Reproduce each of the rows below line for line, keeping every character unchanged.

(Dataset rows on where objects appear)
-=-=-=-=-

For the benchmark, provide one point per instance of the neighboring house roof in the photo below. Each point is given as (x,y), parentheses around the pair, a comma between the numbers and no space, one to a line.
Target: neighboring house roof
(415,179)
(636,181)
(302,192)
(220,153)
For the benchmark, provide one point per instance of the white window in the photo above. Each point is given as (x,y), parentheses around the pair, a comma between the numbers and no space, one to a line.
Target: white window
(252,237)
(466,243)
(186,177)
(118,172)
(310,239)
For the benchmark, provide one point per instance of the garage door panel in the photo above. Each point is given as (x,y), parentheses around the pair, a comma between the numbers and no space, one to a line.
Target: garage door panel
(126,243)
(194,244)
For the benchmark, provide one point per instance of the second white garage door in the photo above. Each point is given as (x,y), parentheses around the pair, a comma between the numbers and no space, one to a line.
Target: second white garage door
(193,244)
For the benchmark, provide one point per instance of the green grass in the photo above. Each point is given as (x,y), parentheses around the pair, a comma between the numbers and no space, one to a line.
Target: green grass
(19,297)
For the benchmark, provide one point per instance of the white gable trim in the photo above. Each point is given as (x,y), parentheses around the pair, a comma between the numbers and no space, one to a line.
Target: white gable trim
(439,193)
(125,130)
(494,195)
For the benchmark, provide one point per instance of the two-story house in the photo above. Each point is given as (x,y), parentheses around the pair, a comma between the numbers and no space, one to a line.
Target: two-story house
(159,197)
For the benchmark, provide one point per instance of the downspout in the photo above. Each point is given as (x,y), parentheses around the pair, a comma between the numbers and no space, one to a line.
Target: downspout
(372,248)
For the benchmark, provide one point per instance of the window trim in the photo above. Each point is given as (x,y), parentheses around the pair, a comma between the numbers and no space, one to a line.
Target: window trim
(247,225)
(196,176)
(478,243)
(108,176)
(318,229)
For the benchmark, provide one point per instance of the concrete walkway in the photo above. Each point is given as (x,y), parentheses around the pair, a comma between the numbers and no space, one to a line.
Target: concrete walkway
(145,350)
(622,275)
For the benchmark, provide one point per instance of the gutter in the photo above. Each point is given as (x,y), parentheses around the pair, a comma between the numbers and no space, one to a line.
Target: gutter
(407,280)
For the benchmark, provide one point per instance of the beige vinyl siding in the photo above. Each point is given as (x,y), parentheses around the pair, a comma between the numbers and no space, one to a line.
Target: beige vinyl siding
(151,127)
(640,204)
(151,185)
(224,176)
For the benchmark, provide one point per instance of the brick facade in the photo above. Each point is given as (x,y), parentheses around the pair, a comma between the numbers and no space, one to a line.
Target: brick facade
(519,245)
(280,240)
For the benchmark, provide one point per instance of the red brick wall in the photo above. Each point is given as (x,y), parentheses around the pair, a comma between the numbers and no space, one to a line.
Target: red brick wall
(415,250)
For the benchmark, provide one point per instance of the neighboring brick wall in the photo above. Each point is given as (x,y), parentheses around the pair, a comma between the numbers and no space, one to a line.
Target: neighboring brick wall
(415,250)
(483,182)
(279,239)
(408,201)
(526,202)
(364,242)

-=-=-=-=-

> [Answer to the task]:
For the benchmark, provide one point per instance of the neighboring house roof in the photo below. Each point is given as (x,y), parentheses around the pair, a comma between the numbers and no space, one to a line.
Target: neighboring house roof
(415,179)
(636,181)
(302,192)
(220,153)
For the benchmark, provide one point per instance of the white window in the photo above. Each point is given as (x,y), parentheses around the pair, a comma between the numbers and no space, one to a line.
Target: white window
(252,237)
(466,243)
(186,177)
(118,172)
(310,239)
For the benchmark, provide one point per instance of the garage door panel in the photo above. Each point is given as (x,y), parentheses around the pair, a comma between the numbers and no space, one to a line.
Target: garage door panel
(126,243)
(194,244)
For the benchmark, provide one point per instance of the second white garage door in the photo above. Each point is given as (x,y), parentheses around the pair, a comma between the numbers and no space, one to a line.
Target: second white garage door
(193,244)
For the benchmark, provide one point per instance of the green grass in the photo above. Each point is given as (x,y), parentheses around the pair, a comma between the numbers and no space, one to a line.
Target: green grass
(19,297)
For the benchmark, provide one point per instance of the white gable trim in the photo above. Each point is given as (x,y), parentheses around the pair, a comma between the numbers and no space, one to a line.
Target: white gable trim
(439,193)
(125,130)
(494,195)
For the benchmark, provide one point per instance of the two-story house in the photo above. Each point is given as (x,y), parentheses around the pair, a comma between the numbers and no space, one to a line.
Target: two-story house
(159,197)
For the benchmark, provide one point per instance of the downspout in the photo above. Each point is given as (x,y), parentheses around the pair, a comma between the numbers and no space, one to a line.
Target: downspout
(372,248)
For the benchmark, provide one point per instance of the window trim in the photo above. Each point is given as (x,y), parentheses around the pair, a comma between the numbers and no space, one to a line.
Target: window trim
(247,225)
(196,176)
(478,243)
(108,176)
(318,229)
For the benchmark, provide one point per instance of the concrete walkway in the photo above. Each point is given as (x,y), parentheses around the pair, a comma between the numbers and no space, one to a line.
Target: concrete walkway
(145,350)
(622,275)
For the benchmark, provide one point per instance of the gutter in the photo above. Each point is given as (x,y), parentheses around the pair, a comma between the numbers and no space, one to a line.
Target: gutter
(407,280)
For the benchmark, provide one point per instance of the beige vinyl siding in the photo above. Each point is given as (x,y), parentheses around the pair, a comma between the numbers and no space, one to a line.
Target: beige vinyl siding
(151,127)
(640,204)
(151,185)
(224,176)
For the benchmark, provide one point per instance of the brick facade in the photo above. Each point is given as (x,y), parentheses around the pair, a comma between the numbers and no space, one to a line.
Target: brick facade
(519,245)
(280,240)
For the benchmark, provide one point per instance of the red brick wall in the photo above. Each point is given as (x,y), parentheses around the pair, a comma between the numbers and no space, one to a line.
Target: red brick wall
(415,250)
For the benchmark, provide one point per instance of the neighboring brick wall in the photo above. Each point is given as (x,y), parentheses around the pair, a comma between the numbers and no space, one to a line.
Target: neighboring brick wall
(415,250)
(483,182)
(279,239)
(408,201)
(526,202)
(364,242)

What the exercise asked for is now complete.